== BRIEF A ==
Return the passage from the text on academic mobility research starting at "Albarran et al." and ending at "to migrant scientists.", copied word for word.
--- Start EXTRACT ---
Horta et al. (2022) focus on a sample of 7158 academics from many countries and disciplines, with at least an international publication in the time frame 2010–2016. Rather than scientific productivity or impact, they compare creativeness, innovativeness, and willingness to change research topics of mobile academics, homegrown academics (those spending their entire career in a single institution), and silver-cord academics (those moving only once and then get back to their original institution). Homegrown academics are found to be less innovative, ambitious and adaptable than mobile ones, with silver-corded academics lying somewhere in between.

Specific disciplines

Dubois et al. (2014) concentrate on 32,574 mathematicians from all over the world active in the time period 1984–2006. They draw a number of conclusions. The productivity of mathematicians does not seem to decline significantly with age. On the other hand, there is a substantial attrition rate (i.e., mathematicians that stop publishing) at any age. International mobility after PhD is found to be a rather weak phenomenon, and much more symmetric than expected, both in terms of quantity and “quality” of mathematicians who change countries. However, it is found to be beneficial, with future scientific production increasing with each move. Larger departments are determined to improve individual productivity. Collaborations, on the other hand, are found to be beneficial only if they are among authors from different specialties (within the field of mathematics).

Albarran et al. (2017) focus on a sample of 2605 highly productive economists taken from the faculty members working in 2007 in the top 81 economics departments worldwide (according to the Econphd-2004 university ranking). Of the selected departments, 52 are in the US, 22 in EU member countries, 4 in Canada, 2 in Israel and 1 in China. The authors observe a clear “funneling effect” whereby highly productive researchers are attracted towards the US. The dominance of US institutions in the field of economics, with a world share output of 75.6%, is quite marked, whereas the world share output of researchers born in the US is set at a lower 51.8%. This suggests that a relevant fraction of the research output of US institutions may be due to migrant scientists.
--- End EXTRACT ---
--- Start GIVEN DATA ---
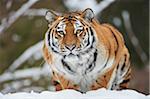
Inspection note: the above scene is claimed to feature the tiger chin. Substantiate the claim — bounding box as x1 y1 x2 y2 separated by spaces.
43 8 131 92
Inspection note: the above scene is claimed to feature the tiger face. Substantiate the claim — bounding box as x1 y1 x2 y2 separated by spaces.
46 9 95 56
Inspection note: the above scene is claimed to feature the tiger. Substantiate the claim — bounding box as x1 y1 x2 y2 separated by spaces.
43 8 131 93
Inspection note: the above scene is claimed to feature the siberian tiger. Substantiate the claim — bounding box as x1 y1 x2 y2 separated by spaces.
43 8 131 92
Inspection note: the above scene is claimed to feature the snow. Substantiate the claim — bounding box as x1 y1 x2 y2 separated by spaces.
0 88 150 99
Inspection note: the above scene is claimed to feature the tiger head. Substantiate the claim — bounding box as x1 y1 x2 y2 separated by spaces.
45 8 95 55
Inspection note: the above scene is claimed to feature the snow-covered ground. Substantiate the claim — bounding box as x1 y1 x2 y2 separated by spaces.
0 88 150 99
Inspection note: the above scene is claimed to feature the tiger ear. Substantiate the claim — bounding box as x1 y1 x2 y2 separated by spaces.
81 8 94 21
45 10 58 24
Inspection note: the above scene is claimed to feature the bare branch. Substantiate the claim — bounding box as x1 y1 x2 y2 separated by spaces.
24 9 48 16
122 11 148 64
0 0 39 34
63 0 115 15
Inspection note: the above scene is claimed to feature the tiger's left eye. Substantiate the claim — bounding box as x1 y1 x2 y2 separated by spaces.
76 29 83 34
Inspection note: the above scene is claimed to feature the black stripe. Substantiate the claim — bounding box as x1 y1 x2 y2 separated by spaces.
48 29 51 46
120 79 130 84
121 55 127 71
61 59 75 73
85 50 97 73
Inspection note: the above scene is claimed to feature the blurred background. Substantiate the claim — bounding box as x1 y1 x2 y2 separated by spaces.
0 0 149 94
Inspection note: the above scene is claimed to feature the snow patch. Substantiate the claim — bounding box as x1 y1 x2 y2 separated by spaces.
0 88 150 99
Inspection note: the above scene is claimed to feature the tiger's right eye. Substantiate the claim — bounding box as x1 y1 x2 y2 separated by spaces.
57 31 64 35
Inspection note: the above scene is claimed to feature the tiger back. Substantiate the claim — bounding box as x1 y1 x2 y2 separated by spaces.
43 8 131 92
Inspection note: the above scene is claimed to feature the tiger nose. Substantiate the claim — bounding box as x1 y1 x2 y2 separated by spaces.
65 44 76 51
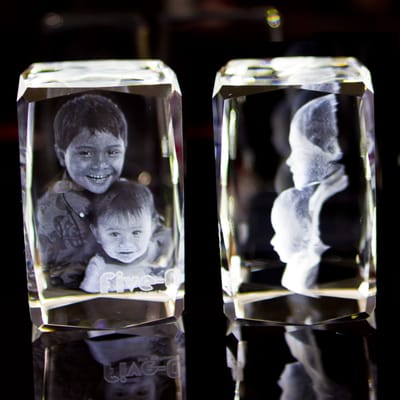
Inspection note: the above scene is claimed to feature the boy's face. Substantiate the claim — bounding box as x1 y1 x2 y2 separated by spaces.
92 210 152 263
58 128 125 194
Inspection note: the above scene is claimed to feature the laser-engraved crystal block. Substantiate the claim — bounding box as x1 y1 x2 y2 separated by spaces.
32 323 186 400
213 57 376 324
17 60 184 329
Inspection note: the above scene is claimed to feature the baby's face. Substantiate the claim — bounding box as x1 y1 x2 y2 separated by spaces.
93 210 152 264
60 128 125 194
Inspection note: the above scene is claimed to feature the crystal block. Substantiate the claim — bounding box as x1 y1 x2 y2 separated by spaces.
227 321 378 400
32 321 186 400
17 60 184 329
213 56 376 324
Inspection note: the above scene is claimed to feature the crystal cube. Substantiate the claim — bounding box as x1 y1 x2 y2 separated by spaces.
213 56 376 325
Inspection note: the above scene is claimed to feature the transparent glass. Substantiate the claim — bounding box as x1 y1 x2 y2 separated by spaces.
213 57 376 325
32 321 186 400
17 60 184 329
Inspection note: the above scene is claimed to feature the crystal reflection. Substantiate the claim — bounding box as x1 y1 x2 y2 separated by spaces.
227 323 376 400
33 323 185 400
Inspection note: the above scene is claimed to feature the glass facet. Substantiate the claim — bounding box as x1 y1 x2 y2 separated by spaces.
17 60 184 329
213 57 376 325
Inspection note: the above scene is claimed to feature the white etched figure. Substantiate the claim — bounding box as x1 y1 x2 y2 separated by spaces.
80 180 176 293
278 327 351 400
271 94 348 294
271 188 328 294
286 94 342 189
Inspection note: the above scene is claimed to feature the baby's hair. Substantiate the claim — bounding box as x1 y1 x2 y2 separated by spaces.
90 180 160 226
291 94 342 159
53 93 128 150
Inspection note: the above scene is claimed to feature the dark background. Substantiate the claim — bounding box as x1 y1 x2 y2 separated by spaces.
0 0 400 400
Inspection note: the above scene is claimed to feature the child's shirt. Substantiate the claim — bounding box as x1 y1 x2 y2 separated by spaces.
80 254 166 293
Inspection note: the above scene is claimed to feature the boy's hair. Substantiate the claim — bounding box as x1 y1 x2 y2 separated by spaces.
90 180 161 227
53 93 128 150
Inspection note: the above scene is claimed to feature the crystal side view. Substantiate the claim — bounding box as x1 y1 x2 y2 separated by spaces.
213 57 376 325
32 321 186 400
271 95 348 294
17 60 184 329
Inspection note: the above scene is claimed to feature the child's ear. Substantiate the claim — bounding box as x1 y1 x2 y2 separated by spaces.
54 145 65 167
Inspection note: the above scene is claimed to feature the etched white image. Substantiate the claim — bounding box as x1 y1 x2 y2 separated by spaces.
37 94 128 288
271 94 348 293
80 180 176 293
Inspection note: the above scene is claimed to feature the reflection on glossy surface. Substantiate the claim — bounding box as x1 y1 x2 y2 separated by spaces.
213 57 376 324
33 321 186 400
17 60 184 329
227 321 377 400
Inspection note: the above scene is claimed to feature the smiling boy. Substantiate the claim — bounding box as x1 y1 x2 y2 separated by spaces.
37 93 127 288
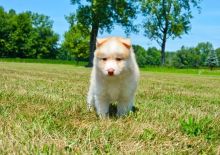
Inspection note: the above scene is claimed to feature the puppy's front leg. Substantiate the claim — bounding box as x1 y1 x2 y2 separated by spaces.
95 97 110 118
117 97 134 116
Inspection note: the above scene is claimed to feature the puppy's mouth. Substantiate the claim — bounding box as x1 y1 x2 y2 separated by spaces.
107 68 115 76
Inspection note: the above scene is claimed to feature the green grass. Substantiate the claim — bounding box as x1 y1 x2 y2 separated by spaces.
0 62 220 154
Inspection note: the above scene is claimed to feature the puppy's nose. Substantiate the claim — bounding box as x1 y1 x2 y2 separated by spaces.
107 68 115 76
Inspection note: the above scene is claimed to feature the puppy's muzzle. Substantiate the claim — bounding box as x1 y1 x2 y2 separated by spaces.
107 68 115 76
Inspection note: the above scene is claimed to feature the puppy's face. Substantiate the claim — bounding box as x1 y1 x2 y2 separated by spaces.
95 37 131 76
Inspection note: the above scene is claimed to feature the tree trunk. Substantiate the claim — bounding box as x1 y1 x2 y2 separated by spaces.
161 34 166 66
87 25 99 67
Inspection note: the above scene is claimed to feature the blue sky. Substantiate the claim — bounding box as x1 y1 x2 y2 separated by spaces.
0 0 220 51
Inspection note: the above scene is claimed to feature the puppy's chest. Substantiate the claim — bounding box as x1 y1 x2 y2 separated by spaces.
105 81 128 101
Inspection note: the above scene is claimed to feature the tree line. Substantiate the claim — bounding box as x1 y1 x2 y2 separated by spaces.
0 0 219 68
0 7 59 58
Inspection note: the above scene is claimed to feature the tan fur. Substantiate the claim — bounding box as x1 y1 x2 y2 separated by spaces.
87 37 139 116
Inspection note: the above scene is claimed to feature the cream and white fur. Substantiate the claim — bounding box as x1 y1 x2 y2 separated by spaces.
87 37 139 117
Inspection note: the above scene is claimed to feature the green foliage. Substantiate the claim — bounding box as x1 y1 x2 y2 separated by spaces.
195 42 213 66
0 7 59 58
133 45 147 67
71 0 137 32
61 24 89 61
69 0 137 66
206 50 219 70
141 0 200 64
133 45 160 67
215 48 220 61
173 46 200 68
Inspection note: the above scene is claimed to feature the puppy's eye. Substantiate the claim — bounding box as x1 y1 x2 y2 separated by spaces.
116 58 122 61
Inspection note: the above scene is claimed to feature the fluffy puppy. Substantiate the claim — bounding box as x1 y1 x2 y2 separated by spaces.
87 37 139 117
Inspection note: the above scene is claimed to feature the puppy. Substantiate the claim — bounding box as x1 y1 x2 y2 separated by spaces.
87 37 139 117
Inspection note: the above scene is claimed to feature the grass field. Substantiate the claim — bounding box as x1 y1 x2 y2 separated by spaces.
0 62 220 154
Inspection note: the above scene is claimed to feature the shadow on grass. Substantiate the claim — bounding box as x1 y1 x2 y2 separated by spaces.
109 104 139 118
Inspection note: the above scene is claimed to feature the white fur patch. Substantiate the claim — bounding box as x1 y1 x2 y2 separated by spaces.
87 37 139 117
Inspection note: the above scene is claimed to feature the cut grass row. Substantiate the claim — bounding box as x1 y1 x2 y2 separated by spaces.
0 62 220 154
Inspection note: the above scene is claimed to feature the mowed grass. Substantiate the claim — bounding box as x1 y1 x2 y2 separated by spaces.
0 62 220 154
--- End GIVEN DATA ---
== BRIEF B ==
Output the lines of the records as a JSON list of strings, one string per line with blank lines omitted, starting at the line that contains "Inspection note: the above scene is claimed to feature the grass" and ending at the last line of the records.

== EXPECTED OUTPUT A ==
Albarran et al. (2017) focus on a sample of 2605 highly productive economists taken from the faculty members working in 2007 in the top 81 economics departments worldwide (according to the Econphd-2004 university ranking). Of the selected departments, 52 are in the US, 22 in EU member countries, 4 in Canada, 2 in Israel and 1 in China. The authors observe a clear “funneling effect” whereby highly productive researchers are attracted towards the US. The dominance of US institutions in the field of economics, with a world share output of 75.6%, is quite marked, whereas the world share output of researchers born in the US is set at a lower 51.8%. This suggests that a relevant fraction of the research output of US institutions may be due to migrant scientists.

== EXPECTED OUTPUT B ==
[
  "Inspection note: the above scene is claimed to feature the grass field. Substantiate the claim — bounding box as x1 y1 x2 y2 separated by spaces.",
  "0 62 220 154",
  "Inspection note: the above scene is claimed to feature the shadow on grass. Substantiate the claim — bounding box as x1 y1 x2 y2 separated by spaces.",
  "109 104 139 118",
  "Inspection note: the above scene is claimed to feature the white fur patch. Substantiate the claim — bounding box as x1 y1 x2 y2 separated by spaces.",
  "87 37 139 117",
  "Inspection note: the above scene is claimed to feature the cut grass row. Substantiate the claim — bounding box as x1 y1 x2 y2 separated by spaces.",
  "0 62 220 154",
  "Inspection note: the above scene is claimed to feature the mowed grass. Substantiate the claim — bounding box as x1 y1 x2 y2 separated by spaces.",
  "0 62 220 154"
]